» What to work on: Return the material word for word, from its start down through the line containing "[(605, 267), (275, 43)]", and leave the pictures out of your answer.

Dataset rows:

####

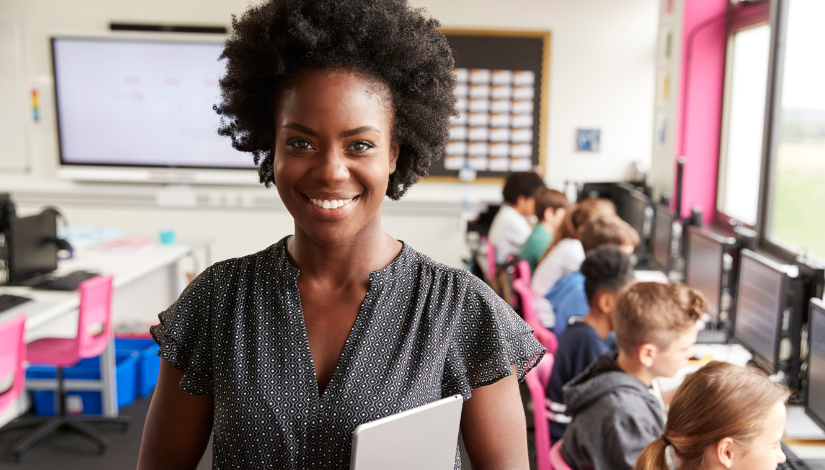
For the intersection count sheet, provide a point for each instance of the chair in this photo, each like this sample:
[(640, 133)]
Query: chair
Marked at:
[(94, 331), (546, 337), (12, 355), (556, 459), (541, 426)]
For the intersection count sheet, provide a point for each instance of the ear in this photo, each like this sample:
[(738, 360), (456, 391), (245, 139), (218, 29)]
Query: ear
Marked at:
[(606, 301), (724, 452), (647, 354), (396, 148)]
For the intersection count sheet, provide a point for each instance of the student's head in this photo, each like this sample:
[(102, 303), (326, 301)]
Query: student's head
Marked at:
[(518, 191), (722, 417), (577, 217), (606, 271), (656, 325), (551, 205), (609, 229), (339, 101)]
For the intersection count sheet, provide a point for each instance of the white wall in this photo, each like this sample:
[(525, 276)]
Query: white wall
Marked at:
[(602, 76)]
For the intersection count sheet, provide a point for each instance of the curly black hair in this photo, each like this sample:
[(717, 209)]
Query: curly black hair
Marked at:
[(605, 267), (275, 43)]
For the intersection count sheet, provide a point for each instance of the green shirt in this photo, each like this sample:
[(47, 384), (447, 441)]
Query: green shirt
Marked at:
[(535, 246)]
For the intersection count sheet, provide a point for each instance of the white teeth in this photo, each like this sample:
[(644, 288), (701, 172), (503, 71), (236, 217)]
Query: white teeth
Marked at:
[(331, 203)]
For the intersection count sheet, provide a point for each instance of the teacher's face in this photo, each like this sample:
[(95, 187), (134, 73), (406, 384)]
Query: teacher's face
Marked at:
[(334, 153)]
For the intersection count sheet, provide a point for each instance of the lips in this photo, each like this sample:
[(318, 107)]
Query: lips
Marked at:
[(330, 204)]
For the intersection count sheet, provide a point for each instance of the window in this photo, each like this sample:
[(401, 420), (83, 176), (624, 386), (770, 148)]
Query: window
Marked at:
[(741, 153), (797, 219)]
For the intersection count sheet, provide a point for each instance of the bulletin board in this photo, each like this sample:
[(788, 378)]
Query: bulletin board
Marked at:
[(502, 92)]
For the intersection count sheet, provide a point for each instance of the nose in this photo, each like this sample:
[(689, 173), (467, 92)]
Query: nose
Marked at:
[(331, 168)]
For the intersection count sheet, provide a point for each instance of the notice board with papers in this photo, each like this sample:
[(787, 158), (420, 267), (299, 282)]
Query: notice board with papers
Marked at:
[(502, 95)]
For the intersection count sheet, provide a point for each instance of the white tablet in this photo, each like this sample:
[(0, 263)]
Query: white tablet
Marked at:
[(423, 437)]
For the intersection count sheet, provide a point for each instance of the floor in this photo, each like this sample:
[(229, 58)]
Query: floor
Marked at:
[(68, 451)]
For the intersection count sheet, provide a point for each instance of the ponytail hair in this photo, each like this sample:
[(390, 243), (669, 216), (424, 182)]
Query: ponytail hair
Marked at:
[(719, 400), (654, 456), (577, 216)]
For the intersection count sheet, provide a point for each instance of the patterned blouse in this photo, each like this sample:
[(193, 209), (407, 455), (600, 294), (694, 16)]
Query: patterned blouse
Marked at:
[(425, 331)]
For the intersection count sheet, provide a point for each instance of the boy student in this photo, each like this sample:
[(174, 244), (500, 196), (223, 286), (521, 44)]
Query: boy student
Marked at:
[(551, 206), (612, 404), (568, 296), (606, 270), (510, 227)]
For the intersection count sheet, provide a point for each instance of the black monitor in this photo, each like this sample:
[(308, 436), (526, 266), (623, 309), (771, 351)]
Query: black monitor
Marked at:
[(662, 239), (815, 392), (762, 295), (32, 247)]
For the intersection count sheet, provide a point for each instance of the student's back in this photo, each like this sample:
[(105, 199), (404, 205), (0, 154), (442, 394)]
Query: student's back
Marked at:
[(614, 412)]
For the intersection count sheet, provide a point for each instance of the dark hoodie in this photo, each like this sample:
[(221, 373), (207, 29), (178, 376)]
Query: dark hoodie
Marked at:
[(614, 417)]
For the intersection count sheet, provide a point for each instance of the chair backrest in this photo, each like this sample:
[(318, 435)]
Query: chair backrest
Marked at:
[(94, 326), (490, 250), (540, 424), (523, 271), (12, 355), (556, 459)]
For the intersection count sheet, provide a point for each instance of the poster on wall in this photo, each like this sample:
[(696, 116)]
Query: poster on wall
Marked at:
[(502, 79)]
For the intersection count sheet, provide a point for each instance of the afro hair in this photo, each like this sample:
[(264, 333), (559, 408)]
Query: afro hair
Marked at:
[(275, 43)]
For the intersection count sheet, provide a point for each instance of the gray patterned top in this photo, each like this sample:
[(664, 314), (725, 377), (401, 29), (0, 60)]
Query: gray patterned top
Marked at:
[(424, 331)]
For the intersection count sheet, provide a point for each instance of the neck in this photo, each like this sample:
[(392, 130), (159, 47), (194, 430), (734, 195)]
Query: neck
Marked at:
[(368, 250), (634, 368), (598, 322)]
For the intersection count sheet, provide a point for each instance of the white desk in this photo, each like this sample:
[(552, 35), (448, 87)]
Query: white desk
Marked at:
[(144, 285)]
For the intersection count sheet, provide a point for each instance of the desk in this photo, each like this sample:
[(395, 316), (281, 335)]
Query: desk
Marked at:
[(144, 285)]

####

» Correct response:
For the intersection count sheet, provide a point for each instance of the chair in this photo, each like this sample:
[(640, 133)]
Query: chair
Marked at:
[(94, 331), (546, 337), (12, 355), (556, 459), (541, 426)]
For the intersection count sheet, provide a point for each instance of the ear in this photo, each like this sample:
[(738, 360), (456, 391), (245, 139), (218, 29)]
Query: ear
Marked at:
[(606, 301), (724, 452), (647, 354), (396, 148)]
For the intersection count sheet, provide a point for each instance of the student's head in this photo, each like this sample:
[(102, 303), (326, 301)]
Query: student's head
Marked at:
[(518, 191), (722, 417), (577, 217), (606, 271), (656, 325), (551, 205), (609, 229), (339, 101)]
For the intersection count sheet, provide a point for each instance of the white wall in this photo, each like this sample:
[(525, 276)]
Query: white wall
Marked at:
[(602, 76)]
For the intersection count sheet, provide a point for each instance of the curly black hair in this photo, each like this sample:
[(717, 209)]
Query: curly black hair
Marked at:
[(605, 267), (275, 43)]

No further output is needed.